* _Source extract_
§

Queen Sono – an uneven mess

February 29, 2020

For about two minutes I was seduced by Queen Sono’s incredible cinematography, vibrant colour treatment, fresh styling, beautiful people and director, Kagiso Lediga’s love letter to Joburg, and Africa. Then it all came crashing down.

The dialogue is peppered with corny Hollywood one-liners (I’ve got this! Let’s go get’em!), rather sexist tropes (If you’re going to be a bitch, you know, just be a bitch. Commit.) and baffling stereotypes (And they say the Zulu’s are bad). To not even mention the convoluted and boring monologues on race relations, gender politics, etc. If you have something to say, show us, don’t tell us. (Are you too much of a man to be led by a woman? Why be a mere man? Help me rebuild this continent and I will make you an emperor when it is borne again. Vitali kept you in the shadows. Come walk with me in the light with your head held high…)

The storytelling is all over the place. A beautifully shot scene in an open pit diamond mine, had me sitting up. The images of the mud-smeared miners immediately evoked empathy towards these exploited men. But then they are rounded up and addressed by their new leader in, wait for it, English. It made no sense in that setting.

As Queen, an agent known for her volatility, walks into a very dangerous situation, she is told via microphone, that her mother’s killer has just passed away? Really?

§

* _Dataset records_
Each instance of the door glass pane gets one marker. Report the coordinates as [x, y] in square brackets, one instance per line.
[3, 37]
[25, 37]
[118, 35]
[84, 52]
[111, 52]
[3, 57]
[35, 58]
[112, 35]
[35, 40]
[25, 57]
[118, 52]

§

* _Problem details_
Continue the Queen Sono review from the point where it stops. The listing can be ignored.

* _Answer for the task_
Queen is chewed out by her sidekick for being reckless, but praised for good work a split second later, without a pause, or a reason for the deviation. The same goes for her boss reprimanding her, then offering her a shoulder to cry on a second later. It leaves your head spinning.

When Charlize Theron trained for Atomic Blond, she insisted they only use moves that an actual woman could perform to overpower men physically stronger than her. Queen Sono apparently packs quite the punch, because she easily knocks out dudes twice her size, all the while looking cool, but emitting very OTT grunts. The action in an action series needs to be believable, not? Or so grandiose, that it becomes part of the charm?

In District 9 all the different groups were initially made into caricatures, from the Afrikaners, to the Nigerians. Halfway through they morphed into something more. You saw past their stereotypical traits and witnessed them grow. In Queen Sono the stereotyping abounds, but it stays one dimensional. The Greeks are corrupt and sleezy. The Russians are cold and clinical. When Queen visits the white trash family there is the Klippies & Coke in plastic cups, exaggerated accents, the obligatory braai on a built-in braai, the car with open bonnet by the front gate and of course, the Vierkleur-flag.

Loyiso Madinga’s normally lovely South African accent is replaced by something so comical it sounds like his voice was dubbed. I winced every time he opened his mouth.

There was one heart-warming and totally authentic scene, and had the series contained more of this, one could’ve forgiven it its flaws. Queen goes to visit her mother’s grave along with her grandmother, played by the incredible Abigail Kubeka. You are immediately in awe of this icon.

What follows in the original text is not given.